- _TASK_: Convert the lines from the first line of the rows through the line with "[(154, 272)]", inclusive, into a Markdown table with a Num column for the line number and an Entry column for the line itself. Leave out any blank lines.
====== RECORD SET
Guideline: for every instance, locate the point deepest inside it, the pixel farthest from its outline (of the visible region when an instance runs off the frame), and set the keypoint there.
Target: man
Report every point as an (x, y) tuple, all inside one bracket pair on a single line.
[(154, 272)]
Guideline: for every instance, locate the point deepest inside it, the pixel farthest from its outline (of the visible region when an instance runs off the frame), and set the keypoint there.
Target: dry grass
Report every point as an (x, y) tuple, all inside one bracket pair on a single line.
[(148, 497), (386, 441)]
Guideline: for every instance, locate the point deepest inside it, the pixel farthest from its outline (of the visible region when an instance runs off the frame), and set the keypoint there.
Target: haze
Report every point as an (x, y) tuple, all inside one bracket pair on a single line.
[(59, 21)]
============
- _EXERCISE ANSWER_:
| Num | Entry |
|---|---|
| 1 | Guideline: for every instance, locate the point deepest inside it, the pixel farthest from its outline (of the visible region when an instance runs off the frame), and set the keypoint there. |
| 2 | Target: man |
| 3 | Report every point as an (x, y) tuple, all inside one bracket pair on a single line. |
| 4 | [(154, 272)] |